■ **STATED GOAL**
Find every line in the records below that contains the word "texas", and copy each of those lines.
┄┄┄┄┄┄┄┄┄┄
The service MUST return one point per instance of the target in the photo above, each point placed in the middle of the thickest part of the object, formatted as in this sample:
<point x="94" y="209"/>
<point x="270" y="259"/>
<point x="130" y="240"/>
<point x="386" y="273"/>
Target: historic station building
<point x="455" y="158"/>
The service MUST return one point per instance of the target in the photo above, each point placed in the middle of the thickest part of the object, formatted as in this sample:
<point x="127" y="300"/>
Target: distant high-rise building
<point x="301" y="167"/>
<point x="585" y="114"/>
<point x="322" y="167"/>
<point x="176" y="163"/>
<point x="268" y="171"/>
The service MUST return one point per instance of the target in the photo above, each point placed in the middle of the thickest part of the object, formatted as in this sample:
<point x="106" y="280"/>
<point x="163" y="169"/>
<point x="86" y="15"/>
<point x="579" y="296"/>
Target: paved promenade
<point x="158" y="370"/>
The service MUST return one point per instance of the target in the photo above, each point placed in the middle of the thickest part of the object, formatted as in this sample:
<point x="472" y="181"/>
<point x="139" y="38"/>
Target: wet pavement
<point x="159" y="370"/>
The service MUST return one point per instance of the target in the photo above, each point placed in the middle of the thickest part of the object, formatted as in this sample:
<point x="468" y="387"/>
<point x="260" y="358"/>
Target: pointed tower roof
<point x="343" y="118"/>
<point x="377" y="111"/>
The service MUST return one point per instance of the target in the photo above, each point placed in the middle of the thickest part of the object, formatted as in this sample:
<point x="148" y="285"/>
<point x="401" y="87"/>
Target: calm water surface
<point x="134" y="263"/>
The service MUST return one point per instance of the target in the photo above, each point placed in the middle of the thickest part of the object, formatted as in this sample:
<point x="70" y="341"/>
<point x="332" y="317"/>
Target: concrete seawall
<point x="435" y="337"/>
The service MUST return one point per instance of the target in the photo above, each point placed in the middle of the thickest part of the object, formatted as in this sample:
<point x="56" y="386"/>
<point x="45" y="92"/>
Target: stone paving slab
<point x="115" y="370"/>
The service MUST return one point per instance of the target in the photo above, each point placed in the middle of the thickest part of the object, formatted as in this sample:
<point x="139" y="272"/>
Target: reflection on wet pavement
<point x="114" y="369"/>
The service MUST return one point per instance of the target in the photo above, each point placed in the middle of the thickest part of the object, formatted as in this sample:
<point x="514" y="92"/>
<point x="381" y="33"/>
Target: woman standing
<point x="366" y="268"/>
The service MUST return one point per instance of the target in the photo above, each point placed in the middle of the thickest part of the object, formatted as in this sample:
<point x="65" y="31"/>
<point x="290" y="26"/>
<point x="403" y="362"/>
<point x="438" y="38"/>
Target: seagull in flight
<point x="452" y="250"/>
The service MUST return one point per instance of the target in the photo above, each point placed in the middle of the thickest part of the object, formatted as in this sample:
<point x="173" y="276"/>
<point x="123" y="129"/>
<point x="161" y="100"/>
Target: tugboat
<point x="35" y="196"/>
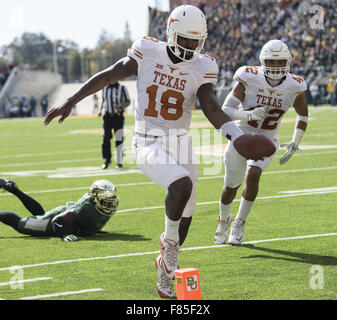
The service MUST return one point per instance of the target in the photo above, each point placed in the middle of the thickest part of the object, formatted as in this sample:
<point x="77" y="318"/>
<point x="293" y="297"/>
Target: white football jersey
<point x="259" y="93"/>
<point x="167" y="91"/>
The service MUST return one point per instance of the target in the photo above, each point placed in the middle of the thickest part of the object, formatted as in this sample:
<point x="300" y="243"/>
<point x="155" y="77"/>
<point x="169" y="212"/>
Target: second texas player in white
<point x="266" y="92"/>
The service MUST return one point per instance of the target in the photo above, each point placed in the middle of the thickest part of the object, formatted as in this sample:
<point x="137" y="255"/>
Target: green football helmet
<point x="104" y="194"/>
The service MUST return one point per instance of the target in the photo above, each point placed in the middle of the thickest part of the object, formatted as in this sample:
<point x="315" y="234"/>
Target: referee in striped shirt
<point x="115" y="99"/>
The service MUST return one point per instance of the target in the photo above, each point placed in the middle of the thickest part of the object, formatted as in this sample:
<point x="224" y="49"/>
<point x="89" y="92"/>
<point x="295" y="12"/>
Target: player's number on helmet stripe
<point x="166" y="104"/>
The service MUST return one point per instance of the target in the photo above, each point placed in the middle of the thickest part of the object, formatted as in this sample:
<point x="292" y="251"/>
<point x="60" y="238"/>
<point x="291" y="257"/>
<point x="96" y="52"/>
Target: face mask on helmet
<point x="186" y="23"/>
<point x="104" y="194"/>
<point x="275" y="50"/>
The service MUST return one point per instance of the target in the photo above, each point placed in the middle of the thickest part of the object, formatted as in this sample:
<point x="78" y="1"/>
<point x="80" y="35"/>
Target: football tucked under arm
<point x="254" y="146"/>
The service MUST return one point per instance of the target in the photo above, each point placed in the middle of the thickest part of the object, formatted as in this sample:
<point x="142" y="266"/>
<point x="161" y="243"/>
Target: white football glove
<point x="256" y="114"/>
<point x="70" y="238"/>
<point x="291" y="148"/>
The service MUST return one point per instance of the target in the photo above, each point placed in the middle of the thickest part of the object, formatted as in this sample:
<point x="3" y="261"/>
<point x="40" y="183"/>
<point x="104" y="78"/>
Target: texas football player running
<point x="259" y="100"/>
<point x="171" y="75"/>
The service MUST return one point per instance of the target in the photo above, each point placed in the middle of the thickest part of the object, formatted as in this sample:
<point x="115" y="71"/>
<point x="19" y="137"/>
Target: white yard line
<point x="151" y="183"/>
<point x="156" y="252"/>
<point x="24" y="281"/>
<point x="318" y="191"/>
<point x="61" y="294"/>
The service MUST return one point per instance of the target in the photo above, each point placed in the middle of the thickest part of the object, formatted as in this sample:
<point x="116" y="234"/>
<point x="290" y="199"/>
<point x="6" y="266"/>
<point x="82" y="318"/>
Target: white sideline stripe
<point x="24" y="281"/>
<point x="156" y="252"/>
<point x="236" y="200"/>
<point x="61" y="294"/>
<point x="151" y="183"/>
<point x="310" y="190"/>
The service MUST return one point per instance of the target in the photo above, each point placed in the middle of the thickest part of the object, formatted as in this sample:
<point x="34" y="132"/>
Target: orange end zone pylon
<point x="188" y="284"/>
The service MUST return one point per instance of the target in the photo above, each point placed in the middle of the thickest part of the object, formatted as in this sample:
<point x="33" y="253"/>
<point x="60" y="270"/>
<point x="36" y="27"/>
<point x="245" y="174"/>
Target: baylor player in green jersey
<point x="85" y="217"/>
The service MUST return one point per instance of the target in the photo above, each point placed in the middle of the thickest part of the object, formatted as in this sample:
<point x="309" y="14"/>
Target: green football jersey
<point x="89" y="219"/>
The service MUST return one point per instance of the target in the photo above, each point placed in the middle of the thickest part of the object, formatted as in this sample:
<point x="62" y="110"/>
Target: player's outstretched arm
<point x="120" y="70"/>
<point x="301" y="108"/>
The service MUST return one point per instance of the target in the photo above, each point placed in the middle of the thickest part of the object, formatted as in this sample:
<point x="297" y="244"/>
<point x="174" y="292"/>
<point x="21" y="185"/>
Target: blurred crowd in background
<point x="237" y="30"/>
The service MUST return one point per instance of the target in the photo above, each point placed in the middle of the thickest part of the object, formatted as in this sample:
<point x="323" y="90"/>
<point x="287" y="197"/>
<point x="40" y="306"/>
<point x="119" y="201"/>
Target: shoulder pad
<point x="298" y="83"/>
<point x="245" y="74"/>
<point x="209" y="68"/>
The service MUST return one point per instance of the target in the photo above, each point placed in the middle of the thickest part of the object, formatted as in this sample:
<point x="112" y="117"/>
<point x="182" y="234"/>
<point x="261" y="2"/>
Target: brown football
<point x="254" y="146"/>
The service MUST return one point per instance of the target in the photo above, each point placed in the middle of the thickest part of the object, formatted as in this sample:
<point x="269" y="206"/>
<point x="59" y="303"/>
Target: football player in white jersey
<point x="267" y="91"/>
<point x="171" y="75"/>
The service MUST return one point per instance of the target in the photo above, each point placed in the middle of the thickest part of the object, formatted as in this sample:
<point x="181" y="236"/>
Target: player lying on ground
<point x="268" y="91"/>
<point x="171" y="75"/>
<point x="83" y="218"/>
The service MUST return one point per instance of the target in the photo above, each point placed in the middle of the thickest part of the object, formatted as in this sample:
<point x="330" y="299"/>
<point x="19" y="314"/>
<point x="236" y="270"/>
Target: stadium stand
<point x="237" y="30"/>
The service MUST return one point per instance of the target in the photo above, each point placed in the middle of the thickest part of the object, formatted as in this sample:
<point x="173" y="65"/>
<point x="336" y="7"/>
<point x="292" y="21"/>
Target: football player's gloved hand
<point x="256" y="114"/>
<point x="291" y="148"/>
<point x="70" y="238"/>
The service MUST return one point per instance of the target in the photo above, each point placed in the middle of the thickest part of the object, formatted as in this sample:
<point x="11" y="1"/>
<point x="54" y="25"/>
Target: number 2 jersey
<point x="259" y="93"/>
<point x="167" y="91"/>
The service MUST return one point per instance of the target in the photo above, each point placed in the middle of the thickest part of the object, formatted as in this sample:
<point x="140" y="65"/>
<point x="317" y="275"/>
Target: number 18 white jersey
┄┄┄┄┄┄┄┄┄┄
■ **ANSWER TO THIS EXERCISE**
Target: second texas player in white
Target: texas football player running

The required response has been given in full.